--- Start Record list ---

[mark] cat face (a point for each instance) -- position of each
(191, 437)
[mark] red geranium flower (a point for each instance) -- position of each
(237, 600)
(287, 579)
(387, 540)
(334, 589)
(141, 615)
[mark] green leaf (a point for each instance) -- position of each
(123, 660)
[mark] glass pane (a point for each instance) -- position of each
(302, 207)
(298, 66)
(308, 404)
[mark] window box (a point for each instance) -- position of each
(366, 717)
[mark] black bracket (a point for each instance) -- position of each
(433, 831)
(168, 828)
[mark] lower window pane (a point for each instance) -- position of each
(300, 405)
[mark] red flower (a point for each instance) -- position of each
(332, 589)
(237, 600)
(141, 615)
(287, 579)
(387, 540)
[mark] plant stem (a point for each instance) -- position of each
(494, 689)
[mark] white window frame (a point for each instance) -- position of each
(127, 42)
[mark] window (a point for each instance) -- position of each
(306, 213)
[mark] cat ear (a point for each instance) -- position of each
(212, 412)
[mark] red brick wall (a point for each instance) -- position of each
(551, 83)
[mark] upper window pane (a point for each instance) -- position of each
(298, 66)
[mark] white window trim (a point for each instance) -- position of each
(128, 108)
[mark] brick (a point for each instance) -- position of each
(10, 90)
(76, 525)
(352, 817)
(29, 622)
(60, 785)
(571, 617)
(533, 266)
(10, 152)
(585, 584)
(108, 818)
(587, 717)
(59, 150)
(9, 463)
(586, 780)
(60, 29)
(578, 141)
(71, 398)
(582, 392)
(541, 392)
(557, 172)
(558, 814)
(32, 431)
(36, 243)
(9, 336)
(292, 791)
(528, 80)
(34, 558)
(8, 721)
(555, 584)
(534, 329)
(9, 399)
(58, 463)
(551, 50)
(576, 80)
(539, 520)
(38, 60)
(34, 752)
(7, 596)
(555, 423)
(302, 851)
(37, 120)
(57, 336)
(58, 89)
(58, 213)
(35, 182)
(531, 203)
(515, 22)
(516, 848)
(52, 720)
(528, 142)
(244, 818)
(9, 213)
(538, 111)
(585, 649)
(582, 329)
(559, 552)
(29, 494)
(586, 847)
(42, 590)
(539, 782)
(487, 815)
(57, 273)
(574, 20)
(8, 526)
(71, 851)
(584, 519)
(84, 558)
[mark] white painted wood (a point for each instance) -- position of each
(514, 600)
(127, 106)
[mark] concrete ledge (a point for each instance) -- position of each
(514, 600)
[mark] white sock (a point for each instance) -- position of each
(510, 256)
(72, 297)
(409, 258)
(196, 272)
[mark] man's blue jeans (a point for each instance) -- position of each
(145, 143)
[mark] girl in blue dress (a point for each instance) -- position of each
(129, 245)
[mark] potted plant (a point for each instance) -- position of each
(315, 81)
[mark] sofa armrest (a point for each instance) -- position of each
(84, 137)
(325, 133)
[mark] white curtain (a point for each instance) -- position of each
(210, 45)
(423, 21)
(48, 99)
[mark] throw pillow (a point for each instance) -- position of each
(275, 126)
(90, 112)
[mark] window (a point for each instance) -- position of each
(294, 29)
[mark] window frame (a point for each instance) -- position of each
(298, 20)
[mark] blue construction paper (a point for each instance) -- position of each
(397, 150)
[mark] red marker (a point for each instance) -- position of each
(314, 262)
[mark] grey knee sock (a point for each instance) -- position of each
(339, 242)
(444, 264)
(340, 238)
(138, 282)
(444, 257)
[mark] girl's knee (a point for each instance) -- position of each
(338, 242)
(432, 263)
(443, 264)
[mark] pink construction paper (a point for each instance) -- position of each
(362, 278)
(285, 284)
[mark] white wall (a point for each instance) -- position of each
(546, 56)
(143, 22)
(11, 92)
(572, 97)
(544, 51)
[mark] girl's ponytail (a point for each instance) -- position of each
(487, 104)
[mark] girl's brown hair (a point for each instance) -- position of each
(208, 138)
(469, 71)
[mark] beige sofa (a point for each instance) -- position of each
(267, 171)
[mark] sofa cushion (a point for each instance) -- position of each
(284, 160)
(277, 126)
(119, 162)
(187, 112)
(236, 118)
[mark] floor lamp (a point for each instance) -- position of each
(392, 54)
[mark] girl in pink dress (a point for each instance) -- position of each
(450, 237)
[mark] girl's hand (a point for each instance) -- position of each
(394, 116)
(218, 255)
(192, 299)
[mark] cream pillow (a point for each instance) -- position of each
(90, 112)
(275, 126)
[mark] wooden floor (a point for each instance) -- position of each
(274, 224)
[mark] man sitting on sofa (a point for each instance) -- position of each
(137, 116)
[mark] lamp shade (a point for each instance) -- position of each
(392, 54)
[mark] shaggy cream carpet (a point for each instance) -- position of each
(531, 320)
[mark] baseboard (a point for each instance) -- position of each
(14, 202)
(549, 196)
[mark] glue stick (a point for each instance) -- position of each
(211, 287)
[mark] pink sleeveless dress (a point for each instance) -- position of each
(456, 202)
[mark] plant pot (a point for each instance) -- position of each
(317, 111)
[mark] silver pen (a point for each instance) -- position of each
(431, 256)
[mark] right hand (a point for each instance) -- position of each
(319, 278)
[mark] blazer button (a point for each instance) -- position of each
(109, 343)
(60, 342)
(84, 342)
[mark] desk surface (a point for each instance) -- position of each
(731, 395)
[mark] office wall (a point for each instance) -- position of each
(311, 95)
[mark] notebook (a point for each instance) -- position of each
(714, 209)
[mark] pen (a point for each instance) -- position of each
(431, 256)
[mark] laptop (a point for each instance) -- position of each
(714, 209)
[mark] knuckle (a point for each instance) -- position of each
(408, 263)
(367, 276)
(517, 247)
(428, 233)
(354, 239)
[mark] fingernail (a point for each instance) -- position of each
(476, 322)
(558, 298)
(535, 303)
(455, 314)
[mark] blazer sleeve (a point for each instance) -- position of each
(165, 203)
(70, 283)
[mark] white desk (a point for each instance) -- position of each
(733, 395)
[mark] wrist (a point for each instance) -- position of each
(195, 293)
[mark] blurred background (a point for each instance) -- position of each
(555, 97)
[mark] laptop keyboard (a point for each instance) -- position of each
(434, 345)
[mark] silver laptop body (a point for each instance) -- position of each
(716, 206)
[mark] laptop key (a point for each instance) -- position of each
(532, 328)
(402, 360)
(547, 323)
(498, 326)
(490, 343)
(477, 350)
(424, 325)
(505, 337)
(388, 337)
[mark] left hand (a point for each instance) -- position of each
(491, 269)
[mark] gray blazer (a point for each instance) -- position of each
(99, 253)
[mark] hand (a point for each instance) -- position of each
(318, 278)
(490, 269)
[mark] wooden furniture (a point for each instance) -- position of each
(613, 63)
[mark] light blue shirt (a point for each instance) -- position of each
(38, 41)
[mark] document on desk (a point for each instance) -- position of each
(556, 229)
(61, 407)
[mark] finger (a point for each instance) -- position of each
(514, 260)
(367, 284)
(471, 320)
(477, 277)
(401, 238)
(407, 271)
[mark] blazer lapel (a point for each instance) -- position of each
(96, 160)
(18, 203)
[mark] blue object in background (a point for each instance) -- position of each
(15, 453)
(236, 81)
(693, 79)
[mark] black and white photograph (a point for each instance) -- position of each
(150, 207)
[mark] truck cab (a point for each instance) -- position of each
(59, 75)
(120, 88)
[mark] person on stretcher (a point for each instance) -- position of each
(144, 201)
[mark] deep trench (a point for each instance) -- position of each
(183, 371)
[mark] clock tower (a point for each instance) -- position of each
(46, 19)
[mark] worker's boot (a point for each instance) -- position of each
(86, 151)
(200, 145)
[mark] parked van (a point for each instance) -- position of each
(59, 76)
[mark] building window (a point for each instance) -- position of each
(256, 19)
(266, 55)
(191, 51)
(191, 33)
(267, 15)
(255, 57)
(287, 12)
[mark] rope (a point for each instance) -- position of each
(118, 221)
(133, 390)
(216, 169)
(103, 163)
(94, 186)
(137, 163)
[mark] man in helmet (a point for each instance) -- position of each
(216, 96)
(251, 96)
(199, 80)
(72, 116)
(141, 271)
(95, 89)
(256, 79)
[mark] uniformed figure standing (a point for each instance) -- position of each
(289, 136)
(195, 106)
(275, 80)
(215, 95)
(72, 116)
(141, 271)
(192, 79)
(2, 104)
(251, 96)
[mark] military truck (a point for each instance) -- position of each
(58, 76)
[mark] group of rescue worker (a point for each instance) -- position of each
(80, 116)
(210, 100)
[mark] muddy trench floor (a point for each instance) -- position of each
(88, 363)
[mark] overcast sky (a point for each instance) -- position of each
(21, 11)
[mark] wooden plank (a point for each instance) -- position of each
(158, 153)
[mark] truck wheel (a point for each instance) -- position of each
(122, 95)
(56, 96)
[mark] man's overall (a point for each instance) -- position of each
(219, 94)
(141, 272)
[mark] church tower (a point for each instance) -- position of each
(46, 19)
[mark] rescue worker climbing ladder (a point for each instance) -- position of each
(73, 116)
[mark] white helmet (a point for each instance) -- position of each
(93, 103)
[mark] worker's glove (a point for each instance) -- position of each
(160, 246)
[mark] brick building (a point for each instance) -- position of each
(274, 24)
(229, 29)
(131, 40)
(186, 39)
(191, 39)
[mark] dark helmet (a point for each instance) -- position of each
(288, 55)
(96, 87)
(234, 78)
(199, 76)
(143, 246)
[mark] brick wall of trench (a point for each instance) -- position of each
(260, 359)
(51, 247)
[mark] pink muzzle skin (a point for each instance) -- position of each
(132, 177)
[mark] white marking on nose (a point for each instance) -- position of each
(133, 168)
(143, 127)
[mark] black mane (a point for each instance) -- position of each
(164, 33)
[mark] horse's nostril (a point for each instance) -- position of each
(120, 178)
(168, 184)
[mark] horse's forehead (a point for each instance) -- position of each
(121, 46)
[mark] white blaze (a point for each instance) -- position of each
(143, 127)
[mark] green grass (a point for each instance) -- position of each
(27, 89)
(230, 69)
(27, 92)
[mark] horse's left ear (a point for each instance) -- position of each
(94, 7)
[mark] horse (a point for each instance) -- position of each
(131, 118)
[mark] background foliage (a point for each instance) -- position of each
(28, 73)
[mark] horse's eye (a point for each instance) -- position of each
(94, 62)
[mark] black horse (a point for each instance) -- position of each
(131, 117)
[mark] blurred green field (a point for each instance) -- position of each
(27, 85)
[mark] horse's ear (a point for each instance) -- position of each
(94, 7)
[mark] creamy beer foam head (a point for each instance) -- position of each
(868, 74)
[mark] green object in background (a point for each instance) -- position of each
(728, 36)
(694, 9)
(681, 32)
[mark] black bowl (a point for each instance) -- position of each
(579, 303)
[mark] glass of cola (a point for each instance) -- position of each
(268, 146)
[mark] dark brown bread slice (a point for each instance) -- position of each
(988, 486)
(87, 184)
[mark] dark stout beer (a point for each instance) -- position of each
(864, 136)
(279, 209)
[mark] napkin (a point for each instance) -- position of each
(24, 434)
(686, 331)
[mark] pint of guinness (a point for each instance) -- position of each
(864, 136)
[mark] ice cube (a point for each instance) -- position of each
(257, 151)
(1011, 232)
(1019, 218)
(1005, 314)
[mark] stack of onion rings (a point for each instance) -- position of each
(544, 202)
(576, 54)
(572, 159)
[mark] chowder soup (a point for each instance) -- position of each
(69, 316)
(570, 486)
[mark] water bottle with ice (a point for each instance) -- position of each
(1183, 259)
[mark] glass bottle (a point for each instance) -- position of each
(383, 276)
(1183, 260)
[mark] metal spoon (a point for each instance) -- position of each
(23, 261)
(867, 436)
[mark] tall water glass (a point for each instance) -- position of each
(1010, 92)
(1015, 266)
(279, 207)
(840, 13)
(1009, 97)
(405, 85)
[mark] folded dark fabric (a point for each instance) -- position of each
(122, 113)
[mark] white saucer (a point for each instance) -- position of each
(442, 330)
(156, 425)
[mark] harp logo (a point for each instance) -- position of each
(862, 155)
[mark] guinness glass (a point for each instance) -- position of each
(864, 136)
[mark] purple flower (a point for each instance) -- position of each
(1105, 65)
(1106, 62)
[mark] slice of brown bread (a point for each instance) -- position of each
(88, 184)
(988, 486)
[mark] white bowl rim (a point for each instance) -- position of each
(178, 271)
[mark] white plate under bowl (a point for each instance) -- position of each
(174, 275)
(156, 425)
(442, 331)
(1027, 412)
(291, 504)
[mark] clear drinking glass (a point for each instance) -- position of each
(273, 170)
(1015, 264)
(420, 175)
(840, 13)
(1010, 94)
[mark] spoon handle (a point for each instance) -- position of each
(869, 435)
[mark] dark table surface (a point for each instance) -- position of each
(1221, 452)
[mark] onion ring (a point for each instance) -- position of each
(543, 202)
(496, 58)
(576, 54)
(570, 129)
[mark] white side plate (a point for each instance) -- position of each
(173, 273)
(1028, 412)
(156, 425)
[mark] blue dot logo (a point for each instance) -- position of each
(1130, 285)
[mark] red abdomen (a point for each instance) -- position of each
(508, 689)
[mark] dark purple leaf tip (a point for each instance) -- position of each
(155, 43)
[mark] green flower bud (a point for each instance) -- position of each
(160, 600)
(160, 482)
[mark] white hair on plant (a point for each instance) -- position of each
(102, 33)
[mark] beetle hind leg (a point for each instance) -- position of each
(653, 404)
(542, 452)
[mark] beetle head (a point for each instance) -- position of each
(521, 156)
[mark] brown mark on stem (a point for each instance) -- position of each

--- End Record list ---

[Task brief] Output exactly the lines from the one containing "[mark] spoon handle" through the last line of the entries, both ends included.

[Solved problem]
[mark] spoon handle (a point for each instance) -- position of each
(869, 435)
[mark] dark table surface (a point for each instance) -- position of each
(1221, 452)
[mark] onion ring (a point for each instance) -- position of each
(543, 202)
(496, 58)
(576, 54)
(570, 129)
[mark] white side plate (a point for each instance) -- position of each
(173, 273)
(1028, 412)
(156, 425)
[mark] blue dot logo (a point for each instance) -- position of each
(1130, 285)
[mark] red abdomen (a point for each instance) -- position of each
(508, 689)
[mark] dark purple leaf tip (a point for each instance) -- position of each
(155, 43)
[mark] green flower bud (a point for each instance) -- position of each
(160, 600)
(160, 482)
[mark] white hair on plant (a point for each instance) -- position of each
(102, 33)
[mark] beetle hind leg (a point for each instance) -- position of each
(653, 404)
(542, 452)
[mark] beetle head (a point for each instance) -- position of each
(521, 156)
[mark] brown mark on stem (a point for each instance) -- position of each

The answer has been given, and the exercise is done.